■ **EXERCISE DESCRIPTION**: Please copy out all lines of the entries that contain the word "distant".

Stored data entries
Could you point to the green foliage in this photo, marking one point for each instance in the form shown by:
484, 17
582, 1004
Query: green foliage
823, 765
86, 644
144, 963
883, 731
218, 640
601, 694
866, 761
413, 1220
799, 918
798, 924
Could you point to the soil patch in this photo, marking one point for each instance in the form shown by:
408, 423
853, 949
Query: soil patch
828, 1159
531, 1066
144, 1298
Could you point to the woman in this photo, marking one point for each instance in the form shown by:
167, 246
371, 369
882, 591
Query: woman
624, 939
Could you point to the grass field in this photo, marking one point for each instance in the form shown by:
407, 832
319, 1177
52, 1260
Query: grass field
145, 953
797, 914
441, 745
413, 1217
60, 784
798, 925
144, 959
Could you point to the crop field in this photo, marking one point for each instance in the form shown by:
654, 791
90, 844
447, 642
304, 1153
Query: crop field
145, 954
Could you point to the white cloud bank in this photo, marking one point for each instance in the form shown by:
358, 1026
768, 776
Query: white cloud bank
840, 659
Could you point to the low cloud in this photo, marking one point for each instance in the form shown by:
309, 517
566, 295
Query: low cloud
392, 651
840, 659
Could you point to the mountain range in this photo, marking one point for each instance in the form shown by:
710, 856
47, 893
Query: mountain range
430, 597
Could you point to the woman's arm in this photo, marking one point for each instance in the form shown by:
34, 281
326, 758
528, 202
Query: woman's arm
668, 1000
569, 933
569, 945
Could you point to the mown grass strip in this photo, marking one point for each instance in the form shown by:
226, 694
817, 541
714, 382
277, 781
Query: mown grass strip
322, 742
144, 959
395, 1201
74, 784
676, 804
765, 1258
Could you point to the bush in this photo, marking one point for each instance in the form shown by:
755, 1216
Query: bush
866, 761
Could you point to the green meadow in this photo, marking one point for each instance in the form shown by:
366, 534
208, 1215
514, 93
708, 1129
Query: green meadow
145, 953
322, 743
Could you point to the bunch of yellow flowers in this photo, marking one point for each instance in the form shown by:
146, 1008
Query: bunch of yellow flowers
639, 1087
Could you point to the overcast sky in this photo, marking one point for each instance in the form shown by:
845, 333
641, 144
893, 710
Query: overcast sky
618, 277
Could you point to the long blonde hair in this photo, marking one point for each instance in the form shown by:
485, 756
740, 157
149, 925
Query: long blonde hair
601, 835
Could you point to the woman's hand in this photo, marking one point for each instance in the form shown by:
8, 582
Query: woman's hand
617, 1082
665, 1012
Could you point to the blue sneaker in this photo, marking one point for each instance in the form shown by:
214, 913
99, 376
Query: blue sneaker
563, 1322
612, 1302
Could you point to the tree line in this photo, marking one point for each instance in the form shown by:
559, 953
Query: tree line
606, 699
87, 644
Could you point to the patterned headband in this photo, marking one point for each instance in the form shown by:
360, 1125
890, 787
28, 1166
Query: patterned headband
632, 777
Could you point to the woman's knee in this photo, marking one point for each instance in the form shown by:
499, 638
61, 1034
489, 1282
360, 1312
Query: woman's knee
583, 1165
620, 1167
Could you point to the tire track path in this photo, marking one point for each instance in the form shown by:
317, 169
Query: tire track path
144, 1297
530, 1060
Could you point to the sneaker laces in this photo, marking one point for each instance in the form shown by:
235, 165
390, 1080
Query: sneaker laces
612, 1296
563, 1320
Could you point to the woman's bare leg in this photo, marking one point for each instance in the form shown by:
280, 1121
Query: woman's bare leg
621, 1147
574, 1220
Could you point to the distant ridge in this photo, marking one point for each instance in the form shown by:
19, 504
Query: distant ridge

■ **EXPECTED ANSWER**:
Could you point to the distant ridge in this photo, marking one point for each instance in the form shown by:
Query: distant ridge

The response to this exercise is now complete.